**DATA FOR THIS EXERCISE**

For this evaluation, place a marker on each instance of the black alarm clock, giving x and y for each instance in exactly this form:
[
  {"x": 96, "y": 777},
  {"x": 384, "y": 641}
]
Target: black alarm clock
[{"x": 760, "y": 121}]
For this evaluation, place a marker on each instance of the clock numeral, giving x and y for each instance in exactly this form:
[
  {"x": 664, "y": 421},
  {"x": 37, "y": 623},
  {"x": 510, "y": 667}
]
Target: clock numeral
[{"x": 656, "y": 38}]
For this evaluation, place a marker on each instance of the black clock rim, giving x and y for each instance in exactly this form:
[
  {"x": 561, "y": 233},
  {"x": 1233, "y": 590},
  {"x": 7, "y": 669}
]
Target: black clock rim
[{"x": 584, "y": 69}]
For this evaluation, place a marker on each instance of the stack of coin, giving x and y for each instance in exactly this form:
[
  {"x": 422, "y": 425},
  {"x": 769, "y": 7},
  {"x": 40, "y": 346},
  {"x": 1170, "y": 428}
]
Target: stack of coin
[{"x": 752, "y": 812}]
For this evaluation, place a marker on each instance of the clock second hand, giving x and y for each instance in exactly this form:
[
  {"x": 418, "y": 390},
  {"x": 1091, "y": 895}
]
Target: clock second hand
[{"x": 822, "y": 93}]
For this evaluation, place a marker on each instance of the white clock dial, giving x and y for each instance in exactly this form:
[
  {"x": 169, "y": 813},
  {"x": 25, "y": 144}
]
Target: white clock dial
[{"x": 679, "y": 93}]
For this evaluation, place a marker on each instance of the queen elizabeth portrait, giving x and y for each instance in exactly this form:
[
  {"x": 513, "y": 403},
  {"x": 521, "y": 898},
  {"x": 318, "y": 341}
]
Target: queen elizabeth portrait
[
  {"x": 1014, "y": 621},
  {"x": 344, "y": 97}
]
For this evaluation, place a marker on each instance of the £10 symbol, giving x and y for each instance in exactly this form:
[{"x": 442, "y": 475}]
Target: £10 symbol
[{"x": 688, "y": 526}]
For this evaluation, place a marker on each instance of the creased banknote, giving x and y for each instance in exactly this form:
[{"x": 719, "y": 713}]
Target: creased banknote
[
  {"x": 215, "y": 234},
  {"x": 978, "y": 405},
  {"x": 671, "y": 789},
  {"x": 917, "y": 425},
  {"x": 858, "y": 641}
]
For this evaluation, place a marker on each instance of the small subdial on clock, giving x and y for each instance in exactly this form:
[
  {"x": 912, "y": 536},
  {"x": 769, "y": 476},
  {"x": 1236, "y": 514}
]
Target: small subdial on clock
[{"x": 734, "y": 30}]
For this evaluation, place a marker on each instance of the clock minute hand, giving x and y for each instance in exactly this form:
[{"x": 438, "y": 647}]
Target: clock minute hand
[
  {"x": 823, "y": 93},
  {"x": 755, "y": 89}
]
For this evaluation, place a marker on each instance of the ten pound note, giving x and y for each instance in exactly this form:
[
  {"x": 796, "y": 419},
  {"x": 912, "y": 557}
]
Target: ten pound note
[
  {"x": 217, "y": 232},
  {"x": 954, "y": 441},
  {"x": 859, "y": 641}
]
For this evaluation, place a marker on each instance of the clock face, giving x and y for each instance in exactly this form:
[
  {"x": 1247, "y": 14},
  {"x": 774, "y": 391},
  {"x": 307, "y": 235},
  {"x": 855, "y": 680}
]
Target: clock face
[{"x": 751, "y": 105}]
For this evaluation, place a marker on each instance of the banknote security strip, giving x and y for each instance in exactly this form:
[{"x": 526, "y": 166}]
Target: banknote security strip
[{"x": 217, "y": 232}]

**EXERCISE REQUIREMENTS**
Your task is to return the full listing exactly as it was given.

**CORRECT ANSWER**
For this evaluation, place a marker on each instance of the black alarm clock, giving x and y for each instance in exactly this form:
[
  {"x": 96, "y": 777},
  {"x": 384, "y": 641}
]
Target: black alarm clock
[{"x": 760, "y": 121}]
For this evaluation, place a marker on each instance of the clock numeral, giving x and y for each instance in exactly this form:
[
  {"x": 664, "y": 421},
  {"x": 37, "y": 623},
  {"x": 510, "y": 667}
]
Target: clock numeral
[{"x": 656, "y": 38}]
For this evaluation, place a marker on each instance of the black clock rim, giving x and y for each instance in exactly this form:
[
  {"x": 561, "y": 233},
  {"x": 1233, "y": 590},
  {"x": 7, "y": 669}
]
Target: black clock rim
[{"x": 584, "y": 69}]
For this evaluation, place a marker on each instance of the stack of coin, giving x and y for each instance in exactly this form:
[
  {"x": 422, "y": 425},
  {"x": 769, "y": 7},
  {"x": 40, "y": 346},
  {"x": 1170, "y": 428}
]
Target: stack of coin
[{"x": 752, "y": 812}]
For this evaluation, place a marker on each instance of the clock second hand, giving x and y for each instance in exactly this form:
[
  {"x": 418, "y": 390},
  {"x": 1091, "y": 895}
]
Target: clock second hand
[{"x": 822, "y": 93}]
For this evaluation, place a marker on each instance of the white clock dial, giving x and y for each instance in exactly this form:
[
  {"x": 169, "y": 813},
  {"x": 25, "y": 144}
]
Target: white clock dial
[{"x": 679, "y": 93}]
For this evaluation, place a marker on each instance of the queen elizabeth portrait, giving x and y for each instance in exactly this form:
[
  {"x": 513, "y": 403},
  {"x": 521, "y": 898},
  {"x": 318, "y": 341}
]
Target: queen elizabeth portrait
[
  {"x": 1014, "y": 621},
  {"x": 344, "y": 97}
]
For this evaluation, place a marker on each instance of the £10 symbol, giving x and y for each instance in exactly this form:
[{"x": 442, "y": 475}]
Target: £10 symbol
[{"x": 688, "y": 526}]
For this evaluation, place a marker on each instance of the creased banknote, giving x and y for each instance in exactly this form:
[{"x": 719, "y": 713}]
Target: creased banknote
[
  {"x": 215, "y": 234},
  {"x": 978, "y": 405},
  {"x": 671, "y": 789},
  {"x": 917, "y": 425},
  {"x": 858, "y": 641}
]
For this evaluation, place a marker on each instance of the small subdial on clock, giving x and y for each instance in exactly this form:
[
  {"x": 912, "y": 536},
  {"x": 769, "y": 476},
  {"x": 1236, "y": 514}
]
Target: small subdial on clock
[{"x": 734, "y": 30}]
For this evaluation, place a marker on each instance of the clock minute hand, giving x and y for each instance in exactly this form:
[{"x": 438, "y": 647}]
Target: clock minute hand
[
  {"x": 823, "y": 93},
  {"x": 755, "y": 89}
]
For this evaluation, place a marker on each instance of the ten pound note, giving x and y for each instance in exactly this form:
[
  {"x": 796, "y": 419},
  {"x": 912, "y": 557}
]
Target: ten pound note
[
  {"x": 217, "y": 232},
  {"x": 954, "y": 441},
  {"x": 859, "y": 641}
]
For this evaluation, place a marker on each instance of the clock face, giving x and y for each instance in exactly this form:
[
  {"x": 1247, "y": 14},
  {"x": 774, "y": 391},
  {"x": 307, "y": 235},
  {"x": 855, "y": 680}
]
Target: clock face
[{"x": 751, "y": 105}]
For this evaluation, place a marker on each instance of the banknote security strip, giving x and y for each instance in exactly this form:
[{"x": 526, "y": 166}]
Target: banknote security strip
[{"x": 217, "y": 232}]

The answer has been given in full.